Trecho citado
----
Evy 12/12/2021"Este livro é um silêncio. Este livro é uma pergunta"."Tudo no mundo começou com um sim. Uma molécula disse sim a outra molécula e nasceu a vida".
Eu já me sinto muito suspeita pra falar de Clarice, porque desde a primeira vez que a li aos 19 anos me apaixonei por sua narrativa íntima e extremamente reflexiva e desde então a cada livro novo eu só me apaixono mais. É definitivamente minha autora favorita da vida e ela não podia ser desse mundo! Como bem descreveu Drummond: veio de um mistério e partiu para outro.
Nesse romance, o último escrito pela autora e publicado em 1977, bem pouco antes de sua morte, Clarice nos apresenta Macabéa, uma alagoana solitária e ingênua (poderia facilmente usar a palavra sonsa, como em tantas resenhas que li, mas depois de ter lido aquele final, não consigo) que mora com uma tia difícil no Rio de Janeiro onde é datilógrafa. Macabéa nos é apresentada pelos olhos do escritor Rodrigo S. M. (a própria Clarice em um de seus poucos personagens masculinos).
Escritor esse, que apesar de nos presentear com belíssimas citações, tais como "Enquanto eu tiver perguntas e não houver resposta continuarei a escrever"; "A minha alegria também vem de minha mais profunda tristeza" e "Que se há de fazer com a verdade de que todo mundo é um pouco triste e um pouco só", e nos trazer muitos questionamentos importantes sobre viver e escrever, me deixou com raiva em alguns momentos da forma como se referia à Macabéa e seus desencontros.
Esta mulher, solitária, humilde e a verdadeira fotografia da miséria humana que é Macabéa, com quem me apeguei logo, não sei se pela compaixão e piedade que eu não deveria sentir, ou pela afinidade com alguns sentimentos, pela raiva de sua apatia, ou mesmo pela inveja de seu olhar tão ingênuo da vida.
----
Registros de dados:
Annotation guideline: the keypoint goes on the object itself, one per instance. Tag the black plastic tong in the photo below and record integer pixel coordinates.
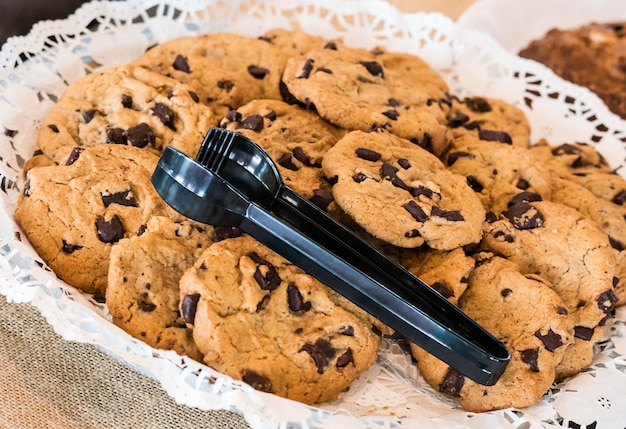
(234, 182)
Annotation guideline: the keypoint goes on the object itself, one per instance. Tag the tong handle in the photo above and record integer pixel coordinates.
(339, 258)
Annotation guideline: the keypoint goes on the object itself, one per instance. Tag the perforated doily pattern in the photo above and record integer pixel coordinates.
(34, 71)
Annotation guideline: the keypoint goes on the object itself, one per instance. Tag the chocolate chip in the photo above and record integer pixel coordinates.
(391, 114)
(478, 104)
(268, 278)
(367, 154)
(188, 307)
(123, 198)
(416, 211)
(452, 383)
(495, 136)
(252, 122)
(88, 115)
(181, 64)
(524, 197)
(321, 352)
(116, 136)
(221, 233)
(443, 289)
(306, 69)
(74, 155)
(345, 359)
(258, 72)
(70, 248)
(551, 340)
(295, 300)
(286, 160)
(110, 231)
(165, 114)
(454, 156)
(257, 381)
(127, 101)
(620, 198)
(524, 216)
(583, 333)
(530, 357)
(374, 68)
(449, 215)
(322, 198)
(141, 135)
(474, 183)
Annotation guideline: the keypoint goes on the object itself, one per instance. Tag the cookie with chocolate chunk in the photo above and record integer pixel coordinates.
(225, 70)
(531, 320)
(258, 318)
(357, 89)
(125, 106)
(570, 251)
(142, 292)
(296, 139)
(497, 171)
(402, 194)
(73, 214)
(489, 119)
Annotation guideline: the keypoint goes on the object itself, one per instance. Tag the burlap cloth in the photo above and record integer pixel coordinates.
(47, 382)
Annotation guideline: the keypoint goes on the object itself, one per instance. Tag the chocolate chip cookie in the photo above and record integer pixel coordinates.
(402, 194)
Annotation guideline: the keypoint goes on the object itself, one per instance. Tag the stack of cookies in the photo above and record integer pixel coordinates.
(527, 239)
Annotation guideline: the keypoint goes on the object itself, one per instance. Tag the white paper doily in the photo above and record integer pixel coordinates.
(34, 71)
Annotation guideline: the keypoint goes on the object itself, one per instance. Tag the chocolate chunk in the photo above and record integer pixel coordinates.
(70, 248)
(478, 104)
(286, 160)
(367, 154)
(524, 216)
(116, 136)
(127, 101)
(165, 114)
(345, 359)
(123, 198)
(454, 156)
(374, 68)
(391, 114)
(495, 136)
(221, 233)
(295, 300)
(583, 333)
(225, 84)
(322, 198)
(620, 198)
(530, 357)
(141, 135)
(74, 155)
(416, 211)
(450, 215)
(452, 383)
(257, 381)
(443, 289)
(146, 307)
(524, 197)
(551, 340)
(252, 122)
(258, 72)
(267, 278)
(181, 64)
(321, 352)
(110, 231)
(306, 69)
(88, 115)
(459, 119)
(474, 183)
(188, 306)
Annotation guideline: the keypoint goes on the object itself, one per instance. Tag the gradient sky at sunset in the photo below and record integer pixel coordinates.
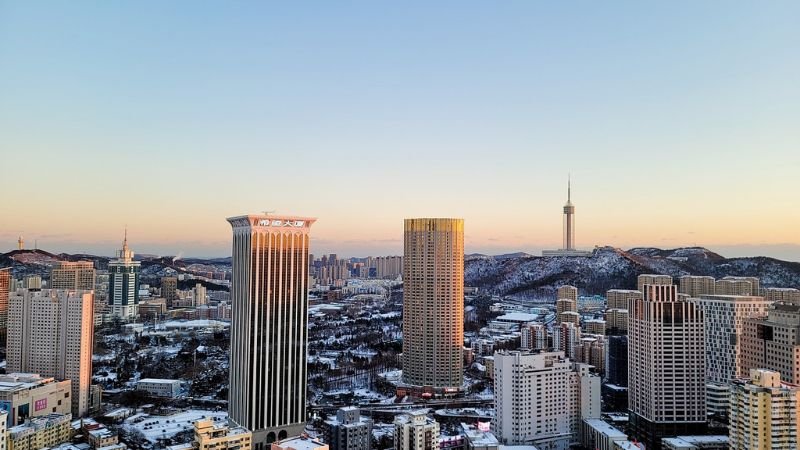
(679, 122)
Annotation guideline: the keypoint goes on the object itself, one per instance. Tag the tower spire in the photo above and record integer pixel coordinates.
----
Conjunto de exercícios
1. Informe quantas linhas dos registros contêm a palavra "doily", diferenciando maiúsculas de minúsculas. Responda somente com o número.
2. Continue a resenha sobre o romance de Clarice com Macabéa, a partir da última frase apresentada.

Respostas por tarefa
1. 2

2.
"Ela acreditava em anjo e, porque acreditava, eles existiam."
Macabéa que não era ninguém e ao mesmo tempo tantas, uma peça descartável perambulando pela vida sem a menor consciência de sua existência. Tão tolamente passiva e conformada que as vezes se achava até mesmo feliz. "Já que sou, o jeito é ser". Macabéa que se apaixona, é traída e desemparada busca uma cartomante que lhe prevê um futuro radiante.
Macabéa é um retrato de tantos e tantas, levando a vida sem refletir, sem ser enxergada, e sendo espezinhada a todo momento sem reagir como se merecesse aquele destino terrível. Ela não se magoa com o péssimo tratamento que recebe do namorado, com a tia que a maltrata, com a colega de trabalho que a trai, com a cartomante que a ilude. Simplesmente segue.
"_ Por que é que você me pede tanta aspirina? [...]
_ É para eu não doer.
_ Como é que é? Hein? Você se dói?
_ Eu me doo o tempo todo.
_ Aonde?
_ Dentro, não sei explicar".
O final deste livro é para mim um dos mais tristes que já li na vida. O retrato esmagador da solidão e da invisibilidade, e a prova mais clara da genialidade de Clarice, embora eu super entendo aqueles que não sentiram-se tocados por essa narrativa, afinal a leitura é muito pessoal, e depende de momento e vivências.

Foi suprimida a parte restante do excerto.